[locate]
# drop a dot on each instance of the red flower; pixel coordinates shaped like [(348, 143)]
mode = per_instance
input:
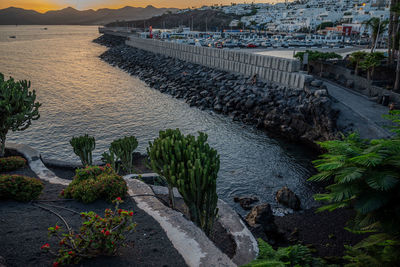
[(45, 246)]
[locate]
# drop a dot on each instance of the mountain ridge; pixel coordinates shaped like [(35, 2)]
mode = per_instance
[(72, 16)]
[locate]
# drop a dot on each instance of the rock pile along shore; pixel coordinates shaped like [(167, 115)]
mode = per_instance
[(304, 115)]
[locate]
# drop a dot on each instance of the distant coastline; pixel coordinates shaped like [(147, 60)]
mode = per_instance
[(71, 16)]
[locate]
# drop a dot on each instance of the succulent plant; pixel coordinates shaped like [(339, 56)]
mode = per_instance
[(192, 166)]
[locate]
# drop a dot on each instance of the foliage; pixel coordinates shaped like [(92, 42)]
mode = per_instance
[(94, 182), (371, 61), (365, 175), (17, 107), (296, 255), (83, 147), (20, 188), (11, 163), (376, 250), (121, 150), (316, 55), (192, 166), (394, 116), (97, 236)]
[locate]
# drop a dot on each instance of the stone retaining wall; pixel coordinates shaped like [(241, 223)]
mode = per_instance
[(279, 70)]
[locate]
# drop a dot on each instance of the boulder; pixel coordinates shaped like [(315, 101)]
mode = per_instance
[(245, 202), (288, 198), (261, 215)]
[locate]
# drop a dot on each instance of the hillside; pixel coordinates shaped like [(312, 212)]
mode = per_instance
[(71, 16), (202, 20)]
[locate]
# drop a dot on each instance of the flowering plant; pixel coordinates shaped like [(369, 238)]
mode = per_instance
[(97, 235)]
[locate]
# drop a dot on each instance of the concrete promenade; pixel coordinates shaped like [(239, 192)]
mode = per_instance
[(357, 109), (279, 70)]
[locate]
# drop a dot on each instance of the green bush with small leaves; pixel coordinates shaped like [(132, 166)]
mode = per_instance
[(96, 182), (20, 188), (11, 163), (296, 255)]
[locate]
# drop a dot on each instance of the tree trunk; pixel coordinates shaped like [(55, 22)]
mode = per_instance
[(396, 86), (3, 144), (171, 196), (390, 33)]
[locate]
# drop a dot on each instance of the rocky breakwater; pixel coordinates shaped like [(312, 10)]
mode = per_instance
[(298, 114)]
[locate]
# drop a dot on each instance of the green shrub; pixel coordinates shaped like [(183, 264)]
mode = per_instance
[(20, 188), (192, 166), (83, 147), (95, 182), (365, 175), (11, 163), (121, 150), (97, 236), (17, 108), (296, 255)]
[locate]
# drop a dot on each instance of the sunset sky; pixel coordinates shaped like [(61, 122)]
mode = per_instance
[(45, 5)]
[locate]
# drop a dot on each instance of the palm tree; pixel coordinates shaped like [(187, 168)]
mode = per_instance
[(377, 27)]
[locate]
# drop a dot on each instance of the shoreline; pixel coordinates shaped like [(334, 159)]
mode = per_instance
[(296, 115)]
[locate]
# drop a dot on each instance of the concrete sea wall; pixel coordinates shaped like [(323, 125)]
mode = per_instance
[(280, 70)]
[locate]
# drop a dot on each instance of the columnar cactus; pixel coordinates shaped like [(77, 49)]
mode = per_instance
[(18, 107), (83, 147), (121, 149), (192, 166)]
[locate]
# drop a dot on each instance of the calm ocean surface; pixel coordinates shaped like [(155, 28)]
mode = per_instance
[(82, 94)]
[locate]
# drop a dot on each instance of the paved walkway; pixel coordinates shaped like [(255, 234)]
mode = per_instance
[(357, 110)]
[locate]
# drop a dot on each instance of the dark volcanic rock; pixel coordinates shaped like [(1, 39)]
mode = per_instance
[(288, 198), (302, 115), (262, 223), (246, 202)]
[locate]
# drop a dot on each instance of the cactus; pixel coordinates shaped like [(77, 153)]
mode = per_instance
[(17, 108), (83, 147), (121, 150), (192, 166)]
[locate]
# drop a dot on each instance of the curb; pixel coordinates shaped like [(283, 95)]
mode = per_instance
[(246, 244), (36, 164), (186, 237)]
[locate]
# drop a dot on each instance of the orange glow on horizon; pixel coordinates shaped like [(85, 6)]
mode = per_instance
[(37, 5), (46, 5)]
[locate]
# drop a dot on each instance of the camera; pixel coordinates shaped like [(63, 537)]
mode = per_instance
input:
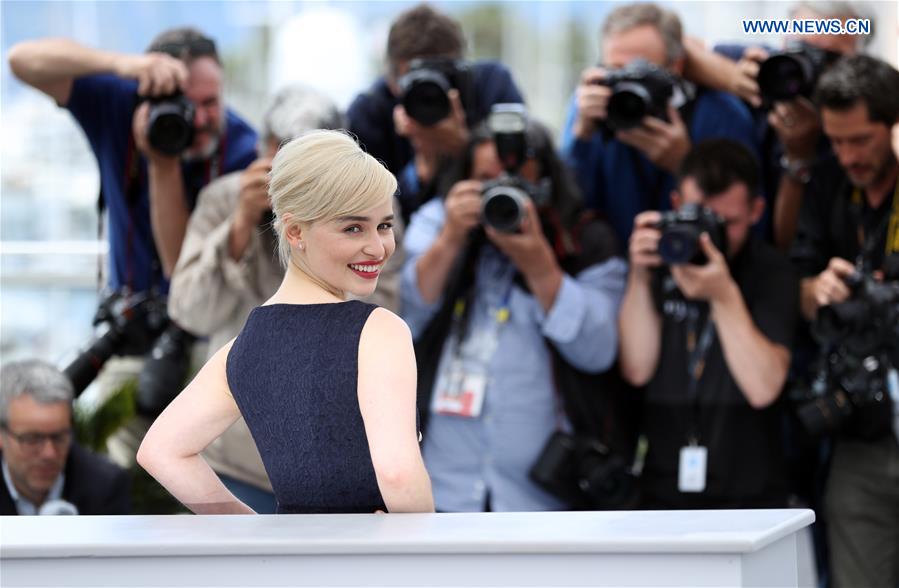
[(848, 391), (125, 324), (584, 473), (639, 89), (423, 89), (136, 324), (681, 230), (170, 127), (793, 72), (504, 200)]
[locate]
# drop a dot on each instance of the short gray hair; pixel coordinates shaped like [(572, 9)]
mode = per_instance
[(631, 16), (40, 380), (296, 109)]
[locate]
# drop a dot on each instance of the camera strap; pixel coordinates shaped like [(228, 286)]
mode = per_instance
[(868, 243), (698, 345)]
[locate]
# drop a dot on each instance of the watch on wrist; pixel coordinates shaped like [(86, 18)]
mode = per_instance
[(798, 169)]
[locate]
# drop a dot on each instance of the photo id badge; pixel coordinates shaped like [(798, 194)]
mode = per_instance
[(464, 396), (691, 471)]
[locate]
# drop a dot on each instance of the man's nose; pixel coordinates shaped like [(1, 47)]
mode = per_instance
[(49, 449)]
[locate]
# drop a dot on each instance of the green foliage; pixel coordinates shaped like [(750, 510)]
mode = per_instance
[(95, 424)]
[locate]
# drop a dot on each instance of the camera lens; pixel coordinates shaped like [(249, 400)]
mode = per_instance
[(425, 96), (628, 105), (503, 208), (679, 244), (170, 128), (783, 77)]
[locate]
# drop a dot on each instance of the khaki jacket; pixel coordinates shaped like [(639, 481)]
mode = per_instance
[(211, 295)]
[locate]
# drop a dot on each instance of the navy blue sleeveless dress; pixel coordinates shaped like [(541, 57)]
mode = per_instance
[(293, 371)]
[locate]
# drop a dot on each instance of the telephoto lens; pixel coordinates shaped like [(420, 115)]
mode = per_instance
[(170, 128)]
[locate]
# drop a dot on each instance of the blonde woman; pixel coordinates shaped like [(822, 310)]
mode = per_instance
[(326, 385)]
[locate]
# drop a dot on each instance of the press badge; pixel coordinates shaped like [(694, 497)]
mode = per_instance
[(462, 395), (462, 382), (692, 468)]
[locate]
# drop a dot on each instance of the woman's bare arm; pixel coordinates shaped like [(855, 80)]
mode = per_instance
[(387, 385), (170, 451)]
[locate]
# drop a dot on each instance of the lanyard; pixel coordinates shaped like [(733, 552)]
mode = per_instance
[(460, 324), (698, 348)]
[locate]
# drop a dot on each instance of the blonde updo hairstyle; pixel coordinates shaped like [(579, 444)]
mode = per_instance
[(320, 176)]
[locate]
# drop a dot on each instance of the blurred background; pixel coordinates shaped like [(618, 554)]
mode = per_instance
[(49, 248)]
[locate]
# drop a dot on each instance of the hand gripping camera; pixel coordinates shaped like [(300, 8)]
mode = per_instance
[(503, 204), (639, 89), (793, 72), (423, 89), (681, 230), (170, 128), (849, 388)]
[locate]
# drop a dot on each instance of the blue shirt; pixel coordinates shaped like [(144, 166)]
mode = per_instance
[(23, 505), (104, 106), (467, 457), (619, 182)]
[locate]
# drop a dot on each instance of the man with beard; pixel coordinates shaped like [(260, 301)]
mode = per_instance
[(849, 224)]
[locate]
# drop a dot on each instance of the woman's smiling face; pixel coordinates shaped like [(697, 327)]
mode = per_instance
[(348, 253)]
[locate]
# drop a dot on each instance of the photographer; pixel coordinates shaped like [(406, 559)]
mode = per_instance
[(709, 335), (788, 124), (227, 267), (623, 163), (486, 297), (848, 228), (160, 132), (414, 149)]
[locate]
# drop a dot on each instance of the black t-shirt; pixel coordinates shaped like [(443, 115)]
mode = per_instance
[(829, 221), (745, 467)]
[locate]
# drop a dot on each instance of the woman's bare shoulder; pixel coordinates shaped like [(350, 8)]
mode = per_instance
[(386, 325)]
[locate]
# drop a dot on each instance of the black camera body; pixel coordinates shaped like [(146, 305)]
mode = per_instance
[(137, 324), (639, 89), (681, 230), (504, 200), (423, 89), (125, 324), (793, 72), (584, 473), (849, 388), (170, 127)]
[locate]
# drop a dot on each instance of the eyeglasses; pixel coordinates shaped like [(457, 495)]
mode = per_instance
[(35, 441)]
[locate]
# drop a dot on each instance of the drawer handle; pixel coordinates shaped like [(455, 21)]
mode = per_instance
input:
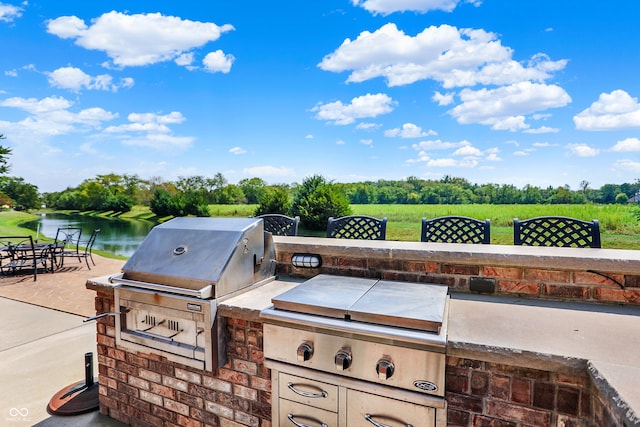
[(369, 418), (292, 387), (291, 418)]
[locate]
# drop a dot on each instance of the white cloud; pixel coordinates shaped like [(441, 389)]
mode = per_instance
[(367, 126), (583, 150), (542, 129), (148, 122), (409, 130), (237, 150), (504, 108), (218, 62), (627, 145), (468, 150), (9, 12), (454, 57), (627, 166), (185, 59), (75, 79), (452, 163), (51, 116), (265, 171), (365, 106), (159, 141), (543, 144), (139, 39), (443, 99), (615, 110), (151, 130), (438, 145), (386, 7)]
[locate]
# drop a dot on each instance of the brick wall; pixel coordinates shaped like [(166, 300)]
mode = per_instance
[(145, 390), (491, 394), (518, 280)]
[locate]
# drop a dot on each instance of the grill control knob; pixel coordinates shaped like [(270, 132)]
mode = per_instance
[(385, 369), (343, 359), (304, 352)]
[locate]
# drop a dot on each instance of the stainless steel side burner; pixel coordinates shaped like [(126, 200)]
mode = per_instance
[(376, 347), (167, 294)]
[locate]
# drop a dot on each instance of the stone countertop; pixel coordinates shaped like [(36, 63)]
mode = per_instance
[(548, 335)]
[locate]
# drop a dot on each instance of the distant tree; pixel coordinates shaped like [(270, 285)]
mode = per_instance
[(622, 198), (195, 203), (252, 189), (274, 200), (24, 195), (117, 203), (163, 203), (318, 199), (608, 193), (584, 187), (4, 153)]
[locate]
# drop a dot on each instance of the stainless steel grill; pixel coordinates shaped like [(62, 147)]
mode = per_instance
[(376, 347), (167, 293)]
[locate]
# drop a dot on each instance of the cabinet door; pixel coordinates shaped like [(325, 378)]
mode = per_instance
[(368, 410), (294, 414), (309, 392)]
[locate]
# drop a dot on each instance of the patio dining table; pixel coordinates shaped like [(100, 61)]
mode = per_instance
[(18, 255)]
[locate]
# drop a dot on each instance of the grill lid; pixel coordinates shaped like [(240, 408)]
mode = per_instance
[(213, 256), (391, 303)]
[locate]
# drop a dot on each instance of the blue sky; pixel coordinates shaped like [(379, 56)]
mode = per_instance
[(495, 91)]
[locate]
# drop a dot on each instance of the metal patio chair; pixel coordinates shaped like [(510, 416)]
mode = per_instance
[(280, 225), (456, 229), (22, 254), (357, 227), (557, 231), (67, 244), (88, 248)]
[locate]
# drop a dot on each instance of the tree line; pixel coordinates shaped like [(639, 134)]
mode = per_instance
[(192, 195)]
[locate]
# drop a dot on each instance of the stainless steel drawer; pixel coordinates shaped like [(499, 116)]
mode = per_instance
[(309, 392), (297, 414)]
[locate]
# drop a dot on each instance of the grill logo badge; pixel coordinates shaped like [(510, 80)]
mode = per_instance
[(425, 385), (194, 307)]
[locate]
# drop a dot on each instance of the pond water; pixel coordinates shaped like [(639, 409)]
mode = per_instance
[(117, 236)]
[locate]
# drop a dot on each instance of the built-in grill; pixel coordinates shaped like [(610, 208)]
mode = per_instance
[(350, 351), (167, 294)]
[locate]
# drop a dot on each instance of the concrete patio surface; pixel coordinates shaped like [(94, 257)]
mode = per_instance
[(44, 341)]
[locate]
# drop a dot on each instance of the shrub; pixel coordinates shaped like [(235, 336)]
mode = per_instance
[(273, 200), (316, 200)]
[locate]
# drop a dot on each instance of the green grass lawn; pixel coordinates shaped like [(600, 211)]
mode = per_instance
[(619, 224)]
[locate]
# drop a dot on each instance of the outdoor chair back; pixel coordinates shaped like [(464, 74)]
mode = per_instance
[(67, 244), (280, 225), (556, 231), (357, 227), (88, 248), (456, 229)]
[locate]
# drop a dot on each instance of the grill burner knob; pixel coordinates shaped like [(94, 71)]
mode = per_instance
[(343, 359), (305, 351), (385, 369)]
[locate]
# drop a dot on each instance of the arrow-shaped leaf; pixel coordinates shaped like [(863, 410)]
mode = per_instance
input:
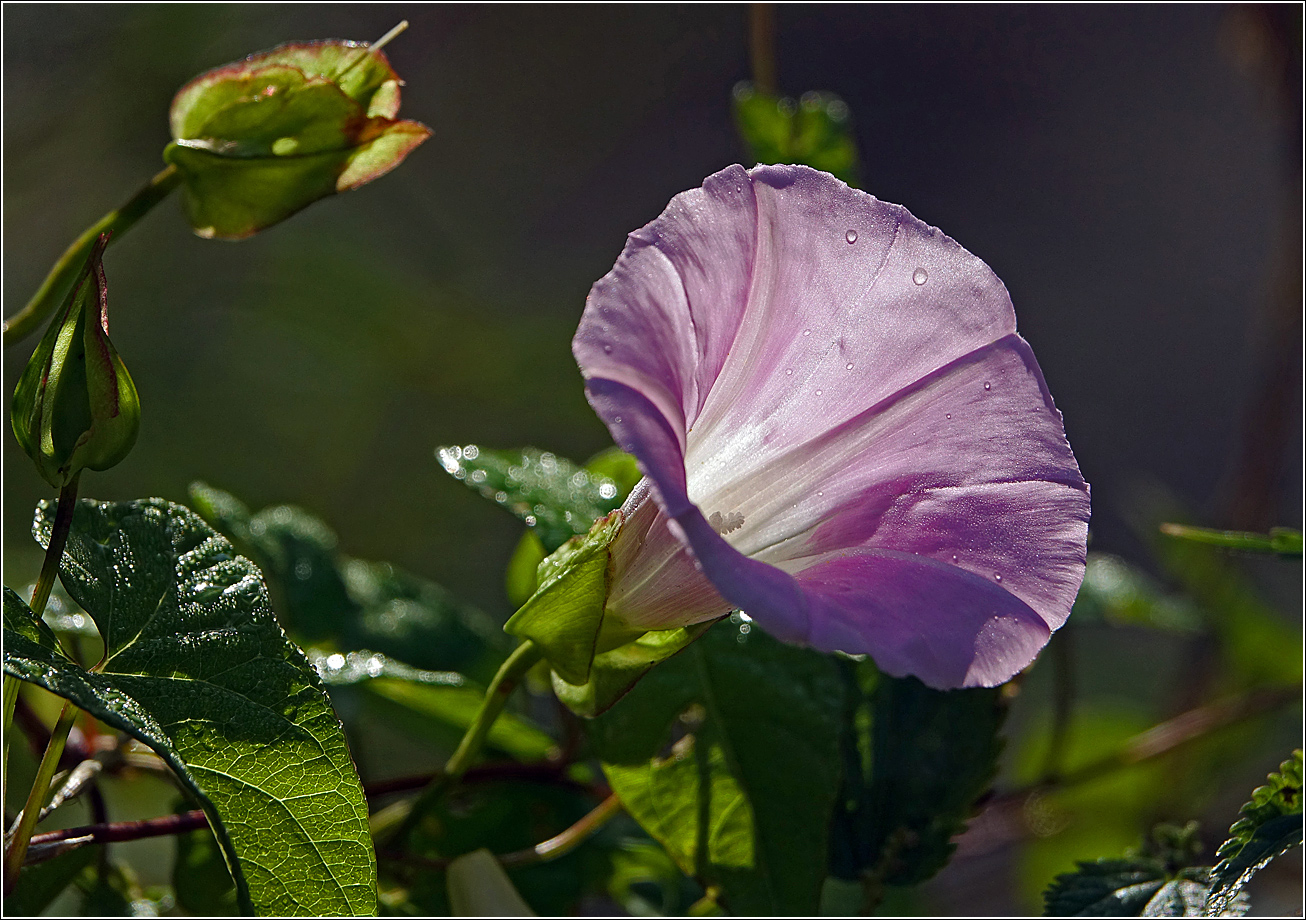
[(197, 669)]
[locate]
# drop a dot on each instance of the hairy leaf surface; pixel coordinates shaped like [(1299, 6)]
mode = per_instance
[(197, 668)]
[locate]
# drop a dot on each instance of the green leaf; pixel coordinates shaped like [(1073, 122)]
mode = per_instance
[(1131, 887), (1271, 826), (916, 762), (742, 797), (260, 139), (444, 698), (479, 887), (353, 603), (555, 497), (566, 614), (1280, 540), (617, 671), (520, 576), (507, 817), (815, 131), (42, 882), (75, 405), (1121, 593), (199, 671)]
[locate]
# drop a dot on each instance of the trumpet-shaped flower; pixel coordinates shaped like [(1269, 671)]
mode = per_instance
[(840, 430)]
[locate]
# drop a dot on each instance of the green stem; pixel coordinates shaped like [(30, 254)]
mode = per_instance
[(62, 276), (496, 697), (571, 838), (58, 540), (11, 703), (404, 817), (17, 851)]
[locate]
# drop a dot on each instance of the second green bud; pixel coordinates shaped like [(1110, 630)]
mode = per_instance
[(76, 405)]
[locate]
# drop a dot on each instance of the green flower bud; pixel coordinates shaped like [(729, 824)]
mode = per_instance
[(76, 405), (259, 139)]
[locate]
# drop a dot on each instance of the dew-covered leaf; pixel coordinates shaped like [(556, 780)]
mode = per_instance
[(444, 703), (555, 497), (199, 671), (200, 876), (354, 604), (1271, 825), (728, 755), (916, 762), (814, 131)]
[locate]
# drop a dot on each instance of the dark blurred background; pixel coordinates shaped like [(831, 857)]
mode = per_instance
[(1131, 173)]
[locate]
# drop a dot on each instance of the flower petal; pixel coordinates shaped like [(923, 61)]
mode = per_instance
[(837, 418)]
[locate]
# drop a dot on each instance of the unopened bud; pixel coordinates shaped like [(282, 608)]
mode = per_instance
[(76, 405)]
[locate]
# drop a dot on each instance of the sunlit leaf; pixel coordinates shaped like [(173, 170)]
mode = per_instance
[(815, 131), (555, 497), (199, 671), (354, 604), (1271, 825)]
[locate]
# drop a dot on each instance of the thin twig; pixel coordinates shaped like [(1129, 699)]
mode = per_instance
[(1166, 737), (129, 830)]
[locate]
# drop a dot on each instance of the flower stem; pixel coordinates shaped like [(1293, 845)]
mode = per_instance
[(571, 838), (496, 697), (60, 279), (17, 850)]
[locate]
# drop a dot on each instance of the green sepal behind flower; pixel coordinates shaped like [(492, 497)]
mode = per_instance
[(263, 137), (76, 407), (564, 617)]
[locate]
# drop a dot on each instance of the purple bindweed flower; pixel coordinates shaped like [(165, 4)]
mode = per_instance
[(840, 430)]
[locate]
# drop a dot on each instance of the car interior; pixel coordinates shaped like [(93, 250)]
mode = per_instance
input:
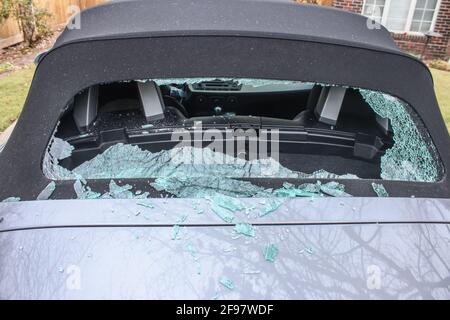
[(320, 126)]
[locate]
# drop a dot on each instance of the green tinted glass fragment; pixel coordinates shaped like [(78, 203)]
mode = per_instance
[(270, 252), (47, 192), (271, 206), (245, 229), (380, 190)]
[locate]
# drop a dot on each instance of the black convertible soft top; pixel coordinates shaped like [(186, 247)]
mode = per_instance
[(257, 18), (140, 39)]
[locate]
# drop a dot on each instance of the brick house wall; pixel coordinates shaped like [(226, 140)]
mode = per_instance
[(437, 48)]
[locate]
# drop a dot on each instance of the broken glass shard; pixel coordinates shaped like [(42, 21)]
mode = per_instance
[(270, 252), (380, 190), (245, 229), (227, 283), (47, 192)]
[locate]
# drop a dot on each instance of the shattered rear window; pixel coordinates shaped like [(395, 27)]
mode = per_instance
[(181, 131)]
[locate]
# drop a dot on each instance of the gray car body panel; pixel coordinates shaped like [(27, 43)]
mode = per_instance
[(329, 248)]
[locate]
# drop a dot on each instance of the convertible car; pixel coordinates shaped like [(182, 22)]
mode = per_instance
[(237, 149)]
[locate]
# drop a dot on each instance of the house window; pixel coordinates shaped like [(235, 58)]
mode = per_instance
[(403, 15)]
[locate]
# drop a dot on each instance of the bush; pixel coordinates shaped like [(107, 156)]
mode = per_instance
[(32, 21)]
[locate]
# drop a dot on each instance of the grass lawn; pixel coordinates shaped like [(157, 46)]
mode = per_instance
[(13, 92), (14, 89)]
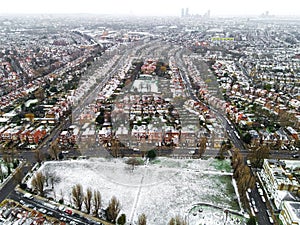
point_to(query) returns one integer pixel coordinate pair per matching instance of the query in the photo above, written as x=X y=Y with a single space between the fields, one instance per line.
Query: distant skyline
x=152 y=8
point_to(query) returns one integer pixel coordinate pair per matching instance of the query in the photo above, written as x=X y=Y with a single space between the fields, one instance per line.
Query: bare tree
x=113 y=209
x=142 y=220
x=115 y=145
x=54 y=150
x=7 y=162
x=258 y=155
x=18 y=175
x=77 y=196
x=177 y=221
x=202 y=146
x=1 y=174
x=88 y=200
x=38 y=182
x=133 y=162
x=97 y=202
x=38 y=156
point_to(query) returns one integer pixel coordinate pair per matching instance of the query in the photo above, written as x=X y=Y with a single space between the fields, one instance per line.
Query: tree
x=251 y=221
x=177 y=221
x=97 y=202
x=151 y=154
x=38 y=156
x=142 y=220
x=88 y=199
x=202 y=146
x=258 y=154
x=133 y=162
x=1 y=174
x=38 y=182
x=77 y=196
x=18 y=176
x=115 y=147
x=54 y=150
x=247 y=138
x=121 y=220
x=113 y=209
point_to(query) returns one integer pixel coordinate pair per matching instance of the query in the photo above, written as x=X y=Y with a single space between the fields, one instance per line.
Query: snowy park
x=160 y=189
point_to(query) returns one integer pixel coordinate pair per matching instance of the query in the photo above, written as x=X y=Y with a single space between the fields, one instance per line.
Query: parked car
x=69 y=211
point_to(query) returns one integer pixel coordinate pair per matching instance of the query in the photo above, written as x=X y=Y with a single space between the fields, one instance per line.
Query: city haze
x=153 y=8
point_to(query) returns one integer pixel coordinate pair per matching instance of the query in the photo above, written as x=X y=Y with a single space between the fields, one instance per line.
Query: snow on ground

-.-.-

#### Your assignment:
If a line of the records above holds the word "leaf", show it.

#### Answer section:
# drop a dot on each instance of the arrow-shaped leaf; pixel coordinates shaped like [(863, 410)]
# drop a dot on each instance of the hairy leaf surface; pixel coordinates shaped like [(1299, 6)]
# drop a dot on each instance of the green leaf; pixel coordinates shaped like [(1073, 122)]
# drop a dot on each instance of the dew-covered leaf; pixel coordinates shaped like [(556, 780)]
# drop a dot on each instance of the sunlit leaf; pixel coordinates shaped like [(173, 170)]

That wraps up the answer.